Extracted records

(begin)

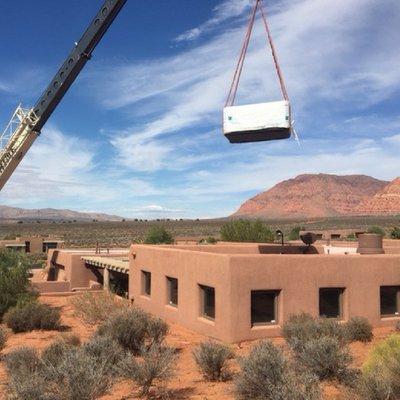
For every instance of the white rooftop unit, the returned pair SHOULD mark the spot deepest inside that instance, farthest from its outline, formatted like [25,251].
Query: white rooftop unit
[257,122]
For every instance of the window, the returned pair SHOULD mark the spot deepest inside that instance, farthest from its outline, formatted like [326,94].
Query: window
[172,287]
[330,302]
[146,283]
[264,306]
[207,301]
[389,296]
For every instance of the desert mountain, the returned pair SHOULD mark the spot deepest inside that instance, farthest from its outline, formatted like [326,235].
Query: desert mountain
[314,195]
[385,202]
[13,213]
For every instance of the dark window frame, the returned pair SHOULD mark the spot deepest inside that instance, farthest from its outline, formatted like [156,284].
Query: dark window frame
[396,288]
[146,283]
[276,294]
[340,291]
[204,291]
[170,296]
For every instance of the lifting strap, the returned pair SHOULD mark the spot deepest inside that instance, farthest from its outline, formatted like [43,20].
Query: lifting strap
[239,68]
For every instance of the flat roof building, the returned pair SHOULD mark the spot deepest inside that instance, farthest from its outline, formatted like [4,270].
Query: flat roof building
[236,292]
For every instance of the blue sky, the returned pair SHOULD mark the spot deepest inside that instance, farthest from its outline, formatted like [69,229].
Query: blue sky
[139,133]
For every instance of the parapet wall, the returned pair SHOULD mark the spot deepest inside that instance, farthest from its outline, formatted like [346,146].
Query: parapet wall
[297,277]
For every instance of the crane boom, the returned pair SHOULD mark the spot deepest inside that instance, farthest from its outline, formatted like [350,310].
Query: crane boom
[25,125]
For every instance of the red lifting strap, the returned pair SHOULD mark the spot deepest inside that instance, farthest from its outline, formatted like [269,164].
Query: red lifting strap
[238,72]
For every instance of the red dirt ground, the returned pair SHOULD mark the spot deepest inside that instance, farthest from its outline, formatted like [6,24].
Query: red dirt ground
[188,383]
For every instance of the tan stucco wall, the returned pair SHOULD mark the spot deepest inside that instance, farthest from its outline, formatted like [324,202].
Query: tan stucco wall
[74,270]
[298,277]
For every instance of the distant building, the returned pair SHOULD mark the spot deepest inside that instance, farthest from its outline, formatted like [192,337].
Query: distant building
[32,244]
[235,292]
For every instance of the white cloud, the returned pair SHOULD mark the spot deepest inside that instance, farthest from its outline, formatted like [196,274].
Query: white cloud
[226,10]
[340,61]
[320,58]
[55,167]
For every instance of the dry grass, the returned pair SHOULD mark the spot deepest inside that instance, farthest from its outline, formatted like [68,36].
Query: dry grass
[122,234]
[95,308]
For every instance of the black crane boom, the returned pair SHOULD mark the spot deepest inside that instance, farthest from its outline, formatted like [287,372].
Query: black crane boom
[29,122]
[75,62]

(end)

Offset the coordinates by 143 over the span starting with the line that contains "For every instance of the red dirt" and going on through the end of the lines. Restate every line in that span, adding 143 to each value in the lines that hold only a coordinate pair and leaving all other numbers unchanged.

_Result for this exercise:_
For every instance of the red dirt ground, the returned pair SHOULD mark the spot deepest inside that instance, farthest from its outline, formatted like [6,24].
Query: red dirt ground
[331,526]
For every instance of the tan stucco wall, the returned pair SHOULD mark the spot deepest inside that instance, farthest from its outline, formatted like [324,202].
Query: tan stucco wall
[217,413]
[441,420]
For every instance of the distant building, the returned pair SHOULD mark the spot deepest inside that instance, farthest from its outline, formatted like [192,337].
Query: distant building
[175,387]
[378,435]
For every instance of the white cloud, the returned pair SHOULD mark the spot deepest inside that instance, farthest from its outline, formatted like [196,274].
Query: white cloud
[369,153]
[483,204]
[463,201]
[198,310]
For every instance of the dry grass, the returned pair SHOULD mark the spot deepest inside that instance, farthest from its outline, formatted like [68,36].
Query: dry grass
[265,377]
[238,451]
For every instance of the black crane boom, the returned pair SHOULD mark the spot deepest inside that instance, farthest from its outline, formatted like [287,372].
Query: black crane boom
[172,265]
[218,205]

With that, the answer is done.